START

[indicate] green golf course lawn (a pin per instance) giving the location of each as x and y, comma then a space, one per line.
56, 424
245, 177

END
START

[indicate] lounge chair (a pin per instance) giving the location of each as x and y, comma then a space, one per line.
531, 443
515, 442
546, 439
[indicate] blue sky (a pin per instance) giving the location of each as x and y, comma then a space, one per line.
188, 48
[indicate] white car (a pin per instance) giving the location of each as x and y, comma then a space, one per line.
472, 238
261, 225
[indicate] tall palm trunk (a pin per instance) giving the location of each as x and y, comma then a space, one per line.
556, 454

END

• **Problem to work on**:
Determine how many lines in the entries above contain the word "then", and reply with that number alone.

• **Response to the exercise**:
5